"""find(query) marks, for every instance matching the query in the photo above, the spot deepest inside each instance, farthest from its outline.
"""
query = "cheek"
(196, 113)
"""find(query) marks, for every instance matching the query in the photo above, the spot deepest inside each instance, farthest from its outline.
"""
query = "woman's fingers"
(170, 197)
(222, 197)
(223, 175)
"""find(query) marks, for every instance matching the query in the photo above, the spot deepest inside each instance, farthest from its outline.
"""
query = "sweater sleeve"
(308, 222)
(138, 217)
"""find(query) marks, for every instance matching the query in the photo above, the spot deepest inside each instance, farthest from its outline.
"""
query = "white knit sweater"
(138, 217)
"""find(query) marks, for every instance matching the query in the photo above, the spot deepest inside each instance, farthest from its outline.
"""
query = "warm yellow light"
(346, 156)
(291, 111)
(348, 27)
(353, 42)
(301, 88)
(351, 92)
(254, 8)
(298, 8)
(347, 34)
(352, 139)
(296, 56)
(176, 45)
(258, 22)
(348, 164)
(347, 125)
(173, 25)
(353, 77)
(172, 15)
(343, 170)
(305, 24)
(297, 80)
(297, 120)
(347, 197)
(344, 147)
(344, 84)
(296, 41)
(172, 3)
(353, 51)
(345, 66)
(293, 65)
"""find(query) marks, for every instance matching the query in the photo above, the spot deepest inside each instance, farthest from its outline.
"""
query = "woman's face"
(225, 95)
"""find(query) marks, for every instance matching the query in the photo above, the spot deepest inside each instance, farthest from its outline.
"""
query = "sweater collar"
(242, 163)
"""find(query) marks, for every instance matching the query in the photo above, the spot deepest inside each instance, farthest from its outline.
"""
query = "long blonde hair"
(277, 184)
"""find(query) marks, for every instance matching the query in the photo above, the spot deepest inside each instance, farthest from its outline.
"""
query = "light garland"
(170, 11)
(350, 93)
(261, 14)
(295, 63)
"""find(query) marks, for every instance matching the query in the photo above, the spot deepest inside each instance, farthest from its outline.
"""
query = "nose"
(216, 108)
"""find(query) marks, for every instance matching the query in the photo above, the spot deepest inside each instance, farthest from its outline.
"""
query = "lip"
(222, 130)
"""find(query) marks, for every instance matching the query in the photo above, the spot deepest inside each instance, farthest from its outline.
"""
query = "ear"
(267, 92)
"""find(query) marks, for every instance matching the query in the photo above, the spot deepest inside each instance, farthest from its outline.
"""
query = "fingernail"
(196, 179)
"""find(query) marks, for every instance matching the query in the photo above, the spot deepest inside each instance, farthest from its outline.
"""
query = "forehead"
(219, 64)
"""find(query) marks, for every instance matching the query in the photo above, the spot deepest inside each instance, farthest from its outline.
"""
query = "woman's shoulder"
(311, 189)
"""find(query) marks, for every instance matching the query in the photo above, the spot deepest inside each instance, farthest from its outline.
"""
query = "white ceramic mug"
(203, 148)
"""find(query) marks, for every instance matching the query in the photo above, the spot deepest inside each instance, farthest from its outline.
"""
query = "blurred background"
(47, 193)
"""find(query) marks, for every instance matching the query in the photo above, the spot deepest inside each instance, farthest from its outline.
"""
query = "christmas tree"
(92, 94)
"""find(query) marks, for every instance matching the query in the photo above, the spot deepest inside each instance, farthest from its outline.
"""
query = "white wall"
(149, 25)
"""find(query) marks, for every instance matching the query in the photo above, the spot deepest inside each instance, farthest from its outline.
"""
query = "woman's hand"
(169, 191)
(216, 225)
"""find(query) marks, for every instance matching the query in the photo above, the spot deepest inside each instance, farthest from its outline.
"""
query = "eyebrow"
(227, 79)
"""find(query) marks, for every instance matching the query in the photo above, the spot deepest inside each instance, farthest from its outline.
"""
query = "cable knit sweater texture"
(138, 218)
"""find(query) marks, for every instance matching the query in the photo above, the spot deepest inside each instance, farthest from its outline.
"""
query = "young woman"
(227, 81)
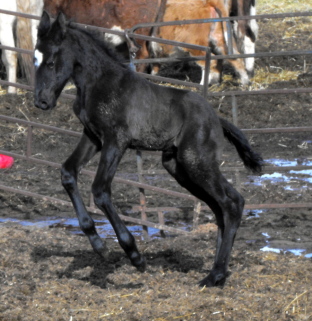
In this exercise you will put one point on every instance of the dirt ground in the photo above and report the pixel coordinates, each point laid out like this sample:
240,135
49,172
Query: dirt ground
49,273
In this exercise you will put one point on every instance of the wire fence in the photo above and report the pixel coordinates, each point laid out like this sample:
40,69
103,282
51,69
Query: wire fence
140,184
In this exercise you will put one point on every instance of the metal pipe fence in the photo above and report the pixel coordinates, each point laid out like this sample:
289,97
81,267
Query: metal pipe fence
140,184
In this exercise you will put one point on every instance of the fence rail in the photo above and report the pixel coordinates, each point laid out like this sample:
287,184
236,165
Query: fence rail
140,184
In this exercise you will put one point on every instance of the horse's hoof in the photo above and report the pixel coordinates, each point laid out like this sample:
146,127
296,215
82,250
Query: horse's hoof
212,280
99,247
141,264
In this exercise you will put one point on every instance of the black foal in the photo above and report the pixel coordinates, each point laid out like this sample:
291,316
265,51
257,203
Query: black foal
120,110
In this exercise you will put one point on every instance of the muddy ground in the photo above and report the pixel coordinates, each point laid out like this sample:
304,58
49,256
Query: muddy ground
50,273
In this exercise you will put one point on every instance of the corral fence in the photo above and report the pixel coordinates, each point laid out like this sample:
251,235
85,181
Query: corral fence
140,184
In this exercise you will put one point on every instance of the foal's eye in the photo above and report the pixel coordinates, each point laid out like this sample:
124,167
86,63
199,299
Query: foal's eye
50,64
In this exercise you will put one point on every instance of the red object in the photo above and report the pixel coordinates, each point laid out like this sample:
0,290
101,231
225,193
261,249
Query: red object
6,161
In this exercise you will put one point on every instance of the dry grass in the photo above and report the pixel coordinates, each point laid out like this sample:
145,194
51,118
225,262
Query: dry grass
282,6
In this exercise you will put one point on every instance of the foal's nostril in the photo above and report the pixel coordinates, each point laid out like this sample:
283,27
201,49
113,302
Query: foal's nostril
42,104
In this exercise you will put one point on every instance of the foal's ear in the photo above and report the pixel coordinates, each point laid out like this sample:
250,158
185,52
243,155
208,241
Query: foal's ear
58,29
44,25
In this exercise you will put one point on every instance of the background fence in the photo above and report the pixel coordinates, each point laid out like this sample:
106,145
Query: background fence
140,184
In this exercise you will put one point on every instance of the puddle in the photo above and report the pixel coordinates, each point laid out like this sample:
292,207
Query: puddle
286,179
291,248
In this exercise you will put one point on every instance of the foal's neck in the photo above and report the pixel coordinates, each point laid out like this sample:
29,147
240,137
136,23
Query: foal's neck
95,64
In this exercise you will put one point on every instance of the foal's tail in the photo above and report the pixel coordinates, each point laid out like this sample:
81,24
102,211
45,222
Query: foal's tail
251,159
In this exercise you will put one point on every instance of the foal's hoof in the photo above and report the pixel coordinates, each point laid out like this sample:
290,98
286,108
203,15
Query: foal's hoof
213,280
99,247
140,264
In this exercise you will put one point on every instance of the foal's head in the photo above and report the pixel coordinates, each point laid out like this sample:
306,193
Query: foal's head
53,61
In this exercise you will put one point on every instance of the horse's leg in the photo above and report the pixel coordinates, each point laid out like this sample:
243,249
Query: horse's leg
9,57
85,150
101,188
205,181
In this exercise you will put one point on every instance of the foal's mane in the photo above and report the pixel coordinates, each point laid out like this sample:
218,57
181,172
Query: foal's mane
97,37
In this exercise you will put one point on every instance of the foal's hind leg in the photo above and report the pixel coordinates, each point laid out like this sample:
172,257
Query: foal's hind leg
205,181
85,150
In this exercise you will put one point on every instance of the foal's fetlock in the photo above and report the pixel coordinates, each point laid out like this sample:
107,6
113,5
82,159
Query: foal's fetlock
138,261
99,246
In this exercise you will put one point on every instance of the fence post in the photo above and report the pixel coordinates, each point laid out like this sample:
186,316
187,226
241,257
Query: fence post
207,70
29,141
234,110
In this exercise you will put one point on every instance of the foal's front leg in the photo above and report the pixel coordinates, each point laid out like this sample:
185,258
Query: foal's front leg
85,150
101,188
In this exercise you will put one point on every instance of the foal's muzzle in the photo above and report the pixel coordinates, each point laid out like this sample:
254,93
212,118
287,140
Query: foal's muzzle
43,102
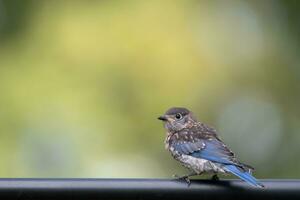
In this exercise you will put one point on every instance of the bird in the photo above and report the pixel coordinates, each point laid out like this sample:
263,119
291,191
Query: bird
198,147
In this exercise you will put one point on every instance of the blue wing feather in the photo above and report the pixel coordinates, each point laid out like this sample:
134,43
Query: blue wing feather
244,175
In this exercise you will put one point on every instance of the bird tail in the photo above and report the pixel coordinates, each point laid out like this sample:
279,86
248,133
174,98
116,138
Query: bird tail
244,175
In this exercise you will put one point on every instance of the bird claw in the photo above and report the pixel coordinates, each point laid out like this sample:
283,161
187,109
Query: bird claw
184,178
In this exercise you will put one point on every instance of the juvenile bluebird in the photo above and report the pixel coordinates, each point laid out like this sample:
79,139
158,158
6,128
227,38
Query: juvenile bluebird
198,147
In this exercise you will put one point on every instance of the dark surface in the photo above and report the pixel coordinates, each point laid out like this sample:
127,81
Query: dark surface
145,189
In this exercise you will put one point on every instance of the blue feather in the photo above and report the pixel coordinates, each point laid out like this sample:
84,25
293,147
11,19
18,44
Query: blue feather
246,176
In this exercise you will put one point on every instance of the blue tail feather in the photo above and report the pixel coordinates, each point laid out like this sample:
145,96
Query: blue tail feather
246,176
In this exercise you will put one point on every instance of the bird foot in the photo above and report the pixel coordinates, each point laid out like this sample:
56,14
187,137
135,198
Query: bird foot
184,178
215,177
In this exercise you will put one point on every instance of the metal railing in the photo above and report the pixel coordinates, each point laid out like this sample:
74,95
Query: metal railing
145,189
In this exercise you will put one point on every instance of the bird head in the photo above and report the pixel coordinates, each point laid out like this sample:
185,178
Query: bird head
176,119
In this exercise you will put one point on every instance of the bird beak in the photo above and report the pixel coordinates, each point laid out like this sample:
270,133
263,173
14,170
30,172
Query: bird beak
162,118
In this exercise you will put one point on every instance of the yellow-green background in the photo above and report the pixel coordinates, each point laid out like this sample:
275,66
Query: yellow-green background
83,82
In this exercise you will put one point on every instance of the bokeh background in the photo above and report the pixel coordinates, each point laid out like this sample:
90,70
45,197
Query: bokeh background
83,82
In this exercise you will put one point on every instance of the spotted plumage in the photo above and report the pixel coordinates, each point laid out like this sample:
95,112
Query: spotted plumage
198,147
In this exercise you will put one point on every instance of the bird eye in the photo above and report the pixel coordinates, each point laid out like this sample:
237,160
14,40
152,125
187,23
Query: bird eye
178,116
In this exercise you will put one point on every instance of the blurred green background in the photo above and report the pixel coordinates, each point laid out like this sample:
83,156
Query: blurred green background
83,82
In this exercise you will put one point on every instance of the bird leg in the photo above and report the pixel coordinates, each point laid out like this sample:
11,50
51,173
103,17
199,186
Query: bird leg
186,177
215,177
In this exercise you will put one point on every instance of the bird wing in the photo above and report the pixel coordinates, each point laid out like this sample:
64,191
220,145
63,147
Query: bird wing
199,143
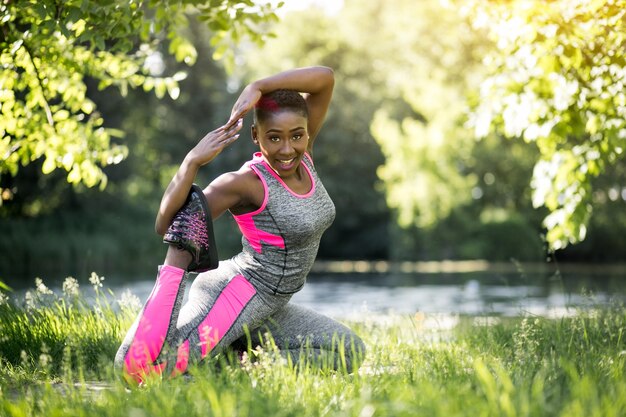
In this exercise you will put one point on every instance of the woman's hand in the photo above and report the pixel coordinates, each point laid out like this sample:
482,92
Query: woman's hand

> [WHAT TO WORK ON]: Using the listing above, copy exactly the line that contains "the foal's ear", the line that contains "the foal's hoof", and each line that falls between them.

> [ANSWER FOR THE TASK]:
In this exercise you will put one point on every instance of the foal's ear in the photo above and report the pixel coordinates, each point laid out like this sample:
250,158
185,52
243,155
208,241
Query: foal's ear
58,29
44,25
In this exercise you will put one point on every instance of the background fence in the photo above and report the pixel coordinates, each point laid out like this sample:
106,145
Query: background fence
140,184
In this exercise you will put one point on every instance of the puddle in the photo above and report the pixel coordinates, each point laid out like this sample:
292,207
Query: puddle
286,179
291,248
In this exercise you will put one point on every instance of the foal's neck in the photo above and report the pixel coordinates, each point laid out like this sample:
29,147
240,137
136,23
Query: foal's neck
95,64
In this exercise you will put one point on every instance of the foal's tail in the photo above and report the pixel coordinates, each point laid out like this sample:
81,24
102,211
45,222
Query: foal's tail
251,159
In this exercise you will put one point on every instance of the foal's hoof in the photo above and report the pixel coordinates, each point laid out like this sample:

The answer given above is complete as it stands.